(Image box annotation entries)
· · · · · · ·

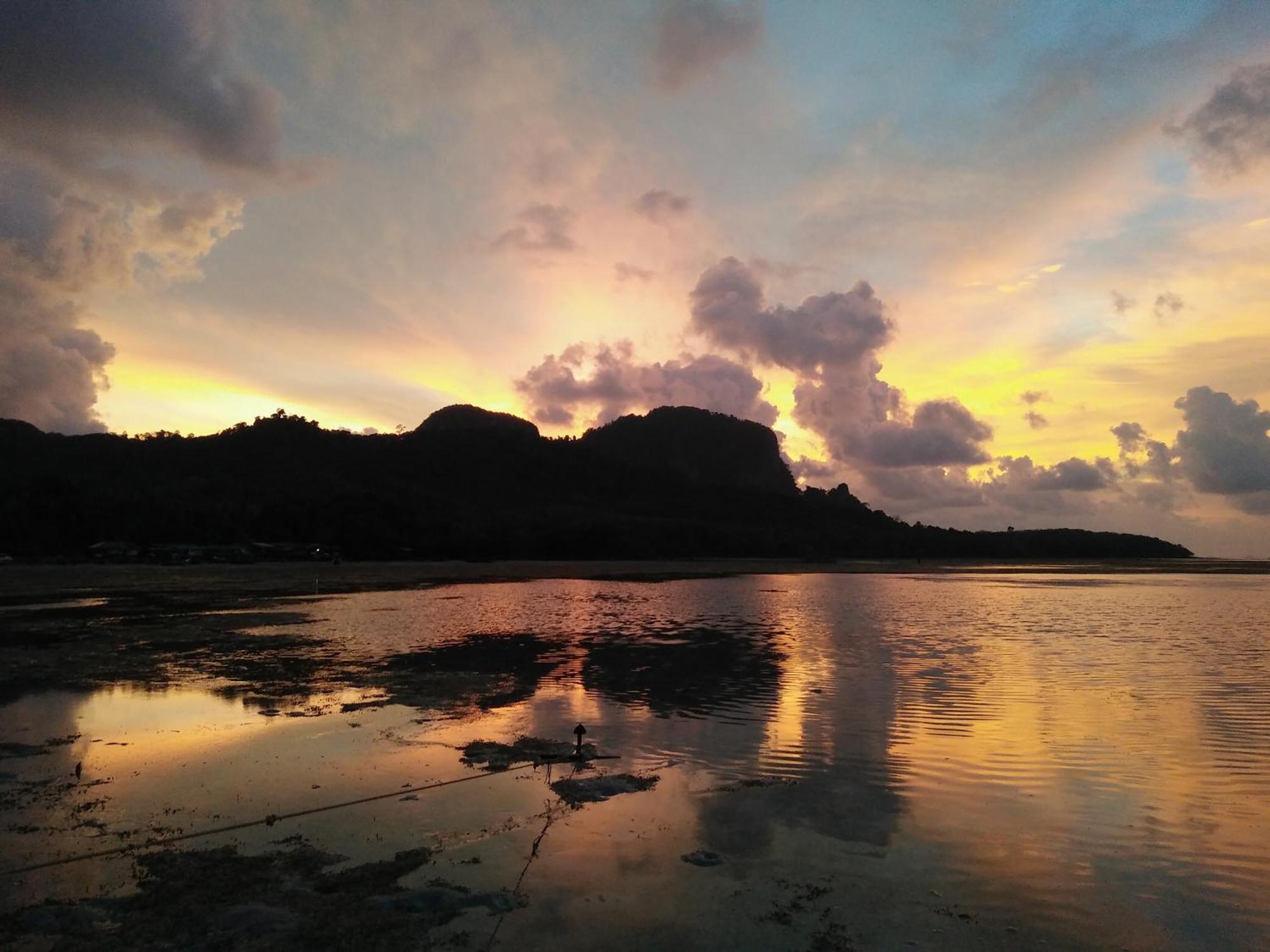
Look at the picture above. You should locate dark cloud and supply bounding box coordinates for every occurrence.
[516,341,776,426]
[688,258,992,467]
[0,159,243,433]
[491,204,578,251]
[0,0,281,433]
[688,258,895,376]
[789,456,838,484]
[613,261,653,283]
[1111,421,1147,456]
[1167,63,1270,175]
[864,466,986,509]
[632,188,692,225]
[1111,291,1138,314]
[653,0,763,91]
[853,400,992,467]
[1173,387,1270,495]
[1152,291,1186,321]
[992,456,1116,493]
[0,0,279,171]
[0,274,114,433]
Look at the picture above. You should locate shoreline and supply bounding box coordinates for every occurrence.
[0,559,1270,607]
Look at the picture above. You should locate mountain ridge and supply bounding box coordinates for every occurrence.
[0,405,1191,559]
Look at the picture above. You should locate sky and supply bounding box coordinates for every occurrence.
[0,0,1270,557]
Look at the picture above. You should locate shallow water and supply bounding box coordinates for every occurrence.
[0,575,1270,948]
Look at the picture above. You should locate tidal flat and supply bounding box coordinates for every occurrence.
[0,571,1270,949]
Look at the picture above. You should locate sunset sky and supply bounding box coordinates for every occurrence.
[0,0,1270,556]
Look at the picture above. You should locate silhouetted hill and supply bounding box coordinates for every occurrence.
[582,406,798,495]
[414,404,538,439]
[0,406,1190,560]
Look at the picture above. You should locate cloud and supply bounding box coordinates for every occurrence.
[688,258,895,376]
[688,258,992,467]
[632,188,692,225]
[1111,421,1147,456]
[0,274,114,433]
[0,0,281,433]
[1151,291,1186,321]
[1173,387,1270,495]
[613,261,653,284]
[491,204,578,251]
[0,0,281,171]
[991,456,1116,493]
[653,0,763,91]
[862,466,986,510]
[1166,63,1270,175]
[852,400,992,467]
[516,341,776,426]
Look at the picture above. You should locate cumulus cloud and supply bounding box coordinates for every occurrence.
[688,258,895,376]
[852,400,992,467]
[688,258,992,467]
[516,341,776,426]
[653,0,763,91]
[1152,291,1186,321]
[991,456,1116,493]
[0,162,243,433]
[632,188,692,225]
[0,0,279,433]
[0,0,281,171]
[1167,63,1270,175]
[613,261,653,284]
[491,204,578,251]
[1173,387,1270,495]
[1111,291,1138,314]
[1111,421,1147,456]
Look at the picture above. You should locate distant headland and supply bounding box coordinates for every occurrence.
[0,405,1191,561]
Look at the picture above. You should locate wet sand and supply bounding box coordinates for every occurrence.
[0,571,1270,949]
[0,559,1270,607]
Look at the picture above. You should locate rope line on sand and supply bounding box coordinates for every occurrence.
[485,760,584,952]
[0,754,618,876]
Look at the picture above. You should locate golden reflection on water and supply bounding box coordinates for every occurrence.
[4,575,1270,948]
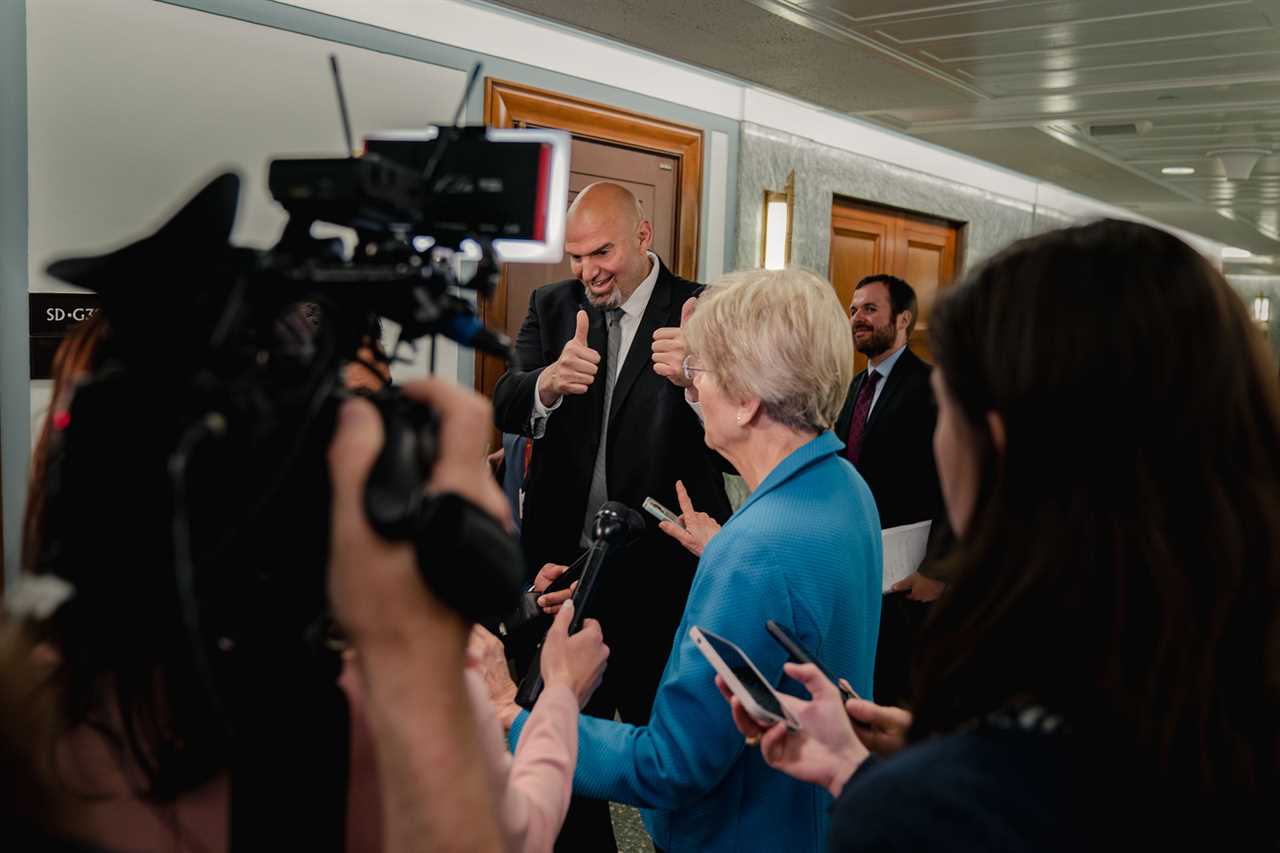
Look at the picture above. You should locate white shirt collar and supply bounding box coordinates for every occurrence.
[867,345,906,379]
[618,252,662,320]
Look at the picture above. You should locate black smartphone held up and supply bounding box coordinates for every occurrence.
[764,619,867,725]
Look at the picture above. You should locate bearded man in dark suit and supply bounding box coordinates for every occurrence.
[836,275,951,704]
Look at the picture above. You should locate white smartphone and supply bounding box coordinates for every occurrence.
[640,498,685,526]
[689,625,800,731]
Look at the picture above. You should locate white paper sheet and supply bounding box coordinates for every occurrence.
[881,521,933,592]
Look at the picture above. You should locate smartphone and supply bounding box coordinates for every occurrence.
[640,498,685,526]
[764,619,861,702]
[689,625,800,731]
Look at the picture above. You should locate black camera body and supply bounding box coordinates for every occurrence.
[41,114,568,712]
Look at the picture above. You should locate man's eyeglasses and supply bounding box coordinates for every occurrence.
[680,353,707,382]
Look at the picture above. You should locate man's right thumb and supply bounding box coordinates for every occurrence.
[552,598,573,634]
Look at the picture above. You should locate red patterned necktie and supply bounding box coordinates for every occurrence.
[845,370,881,465]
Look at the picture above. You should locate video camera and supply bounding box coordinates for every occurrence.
[31,61,570,849]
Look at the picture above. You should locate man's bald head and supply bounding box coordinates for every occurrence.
[564,181,653,307]
[568,181,645,228]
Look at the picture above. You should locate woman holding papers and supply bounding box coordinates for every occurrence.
[716,222,1280,850]
[481,270,881,853]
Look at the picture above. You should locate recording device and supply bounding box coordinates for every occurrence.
[38,60,570,849]
[764,619,867,701]
[495,548,591,650]
[689,625,800,731]
[516,501,645,710]
[640,498,685,528]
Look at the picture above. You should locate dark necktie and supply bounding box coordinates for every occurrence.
[582,309,622,547]
[845,370,881,465]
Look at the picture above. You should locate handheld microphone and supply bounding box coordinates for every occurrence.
[516,501,645,710]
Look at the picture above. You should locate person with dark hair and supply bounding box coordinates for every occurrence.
[733,220,1280,850]
[483,269,882,853]
[836,275,951,704]
[11,308,570,853]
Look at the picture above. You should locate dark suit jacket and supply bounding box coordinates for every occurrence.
[493,263,730,722]
[836,348,951,574]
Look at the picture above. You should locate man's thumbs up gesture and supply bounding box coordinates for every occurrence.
[538,310,600,409]
[653,296,698,388]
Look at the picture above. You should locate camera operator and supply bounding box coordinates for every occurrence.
[0,290,581,850]
[329,379,608,853]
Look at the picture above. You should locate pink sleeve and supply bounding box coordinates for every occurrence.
[503,685,577,853]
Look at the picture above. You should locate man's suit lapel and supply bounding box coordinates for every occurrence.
[609,261,671,424]
[863,350,915,435]
[577,289,616,447]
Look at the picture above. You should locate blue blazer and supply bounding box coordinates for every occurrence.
[511,432,883,853]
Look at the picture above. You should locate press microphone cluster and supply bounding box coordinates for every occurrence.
[516,501,645,710]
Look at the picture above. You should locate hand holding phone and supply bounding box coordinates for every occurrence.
[689,625,800,731]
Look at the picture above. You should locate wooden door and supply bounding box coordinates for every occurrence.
[488,140,677,348]
[828,199,960,370]
[476,78,703,404]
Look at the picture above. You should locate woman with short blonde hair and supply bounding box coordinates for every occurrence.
[494,270,882,853]
[685,269,854,432]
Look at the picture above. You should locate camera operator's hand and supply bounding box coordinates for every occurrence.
[534,562,577,615]
[538,310,600,407]
[541,599,609,708]
[329,397,467,648]
[401,379,516,530]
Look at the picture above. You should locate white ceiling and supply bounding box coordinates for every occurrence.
[483,0,1280,272]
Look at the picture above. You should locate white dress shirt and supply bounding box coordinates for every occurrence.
[529,252,660,438]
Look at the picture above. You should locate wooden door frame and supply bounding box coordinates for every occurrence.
[475,77,703,389]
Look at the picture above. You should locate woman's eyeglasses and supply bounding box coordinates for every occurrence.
[680,353,707,382]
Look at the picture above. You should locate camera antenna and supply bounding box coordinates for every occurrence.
[329,54,356,158]
[453,63,484,127]
[422,63,484,183]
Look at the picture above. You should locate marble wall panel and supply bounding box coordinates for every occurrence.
[1226,275,1280,370]
[736,123,1054,275]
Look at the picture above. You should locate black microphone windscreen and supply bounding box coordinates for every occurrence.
[598,501,645,538]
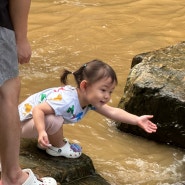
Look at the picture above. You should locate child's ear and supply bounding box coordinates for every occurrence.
[80,80,87,90]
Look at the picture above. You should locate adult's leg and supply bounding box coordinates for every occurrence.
[0,78,28,185]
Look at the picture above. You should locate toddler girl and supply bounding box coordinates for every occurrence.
[19,60,157,158]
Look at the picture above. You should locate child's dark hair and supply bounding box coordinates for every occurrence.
[60,60,118,87]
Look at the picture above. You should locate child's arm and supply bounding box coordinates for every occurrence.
[96,104,157,133]
[32,102,54,148]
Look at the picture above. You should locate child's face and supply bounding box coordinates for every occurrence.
[85,78,116,108]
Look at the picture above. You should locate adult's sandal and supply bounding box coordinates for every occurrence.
[22,169,57,185]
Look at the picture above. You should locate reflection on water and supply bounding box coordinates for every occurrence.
[20,0,185,185]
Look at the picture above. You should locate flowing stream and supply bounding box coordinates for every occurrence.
[20,0,185,185]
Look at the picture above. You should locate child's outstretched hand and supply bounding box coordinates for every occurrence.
[137,115,157,133]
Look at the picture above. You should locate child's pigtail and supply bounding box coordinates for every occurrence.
[60,69,72,85]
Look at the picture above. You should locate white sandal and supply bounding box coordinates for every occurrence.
[22,169,57,185]
[46,141,82,158]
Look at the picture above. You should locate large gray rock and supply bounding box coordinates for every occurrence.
[117,42,185,149]
[20,139,110,185]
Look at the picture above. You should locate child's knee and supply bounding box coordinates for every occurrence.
[45,114,64,135]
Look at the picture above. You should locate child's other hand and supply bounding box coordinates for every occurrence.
[38,131,51,148]
[137,115,157,133]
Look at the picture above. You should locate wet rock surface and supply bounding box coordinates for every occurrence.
[20,139,110,185]
[117,42,185,149]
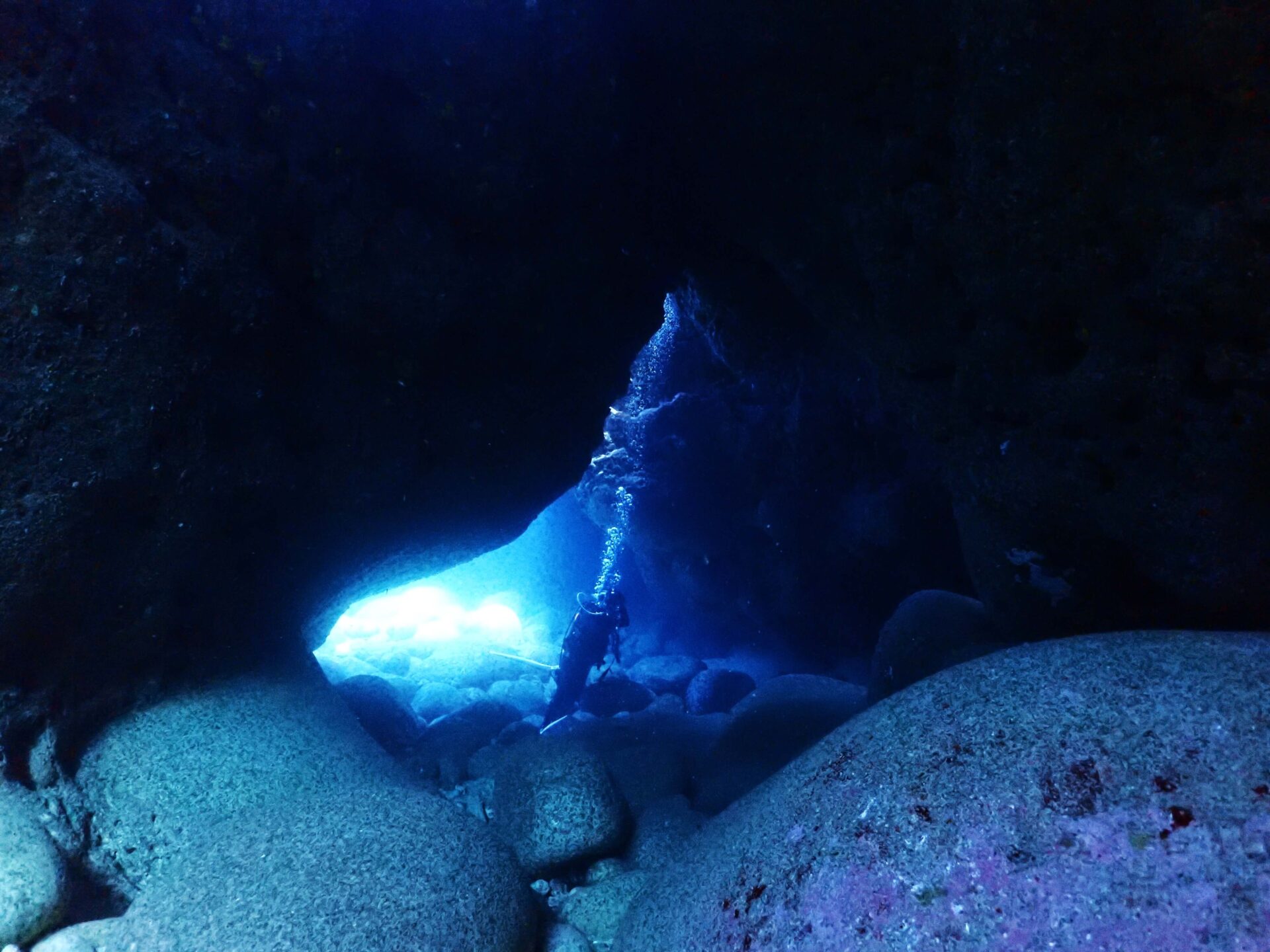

· · · · · · ·

Report every line in the entries above that contains the word "reflection". Treat case as significant.

_THE SOLUTION_.
Look at the picture above. You should locate golden reflection on water and supply bounding box coordinates for every occurrence.
Look at the picture above. You should locate reflection on water and supply bounding box coordinates for every occurrence.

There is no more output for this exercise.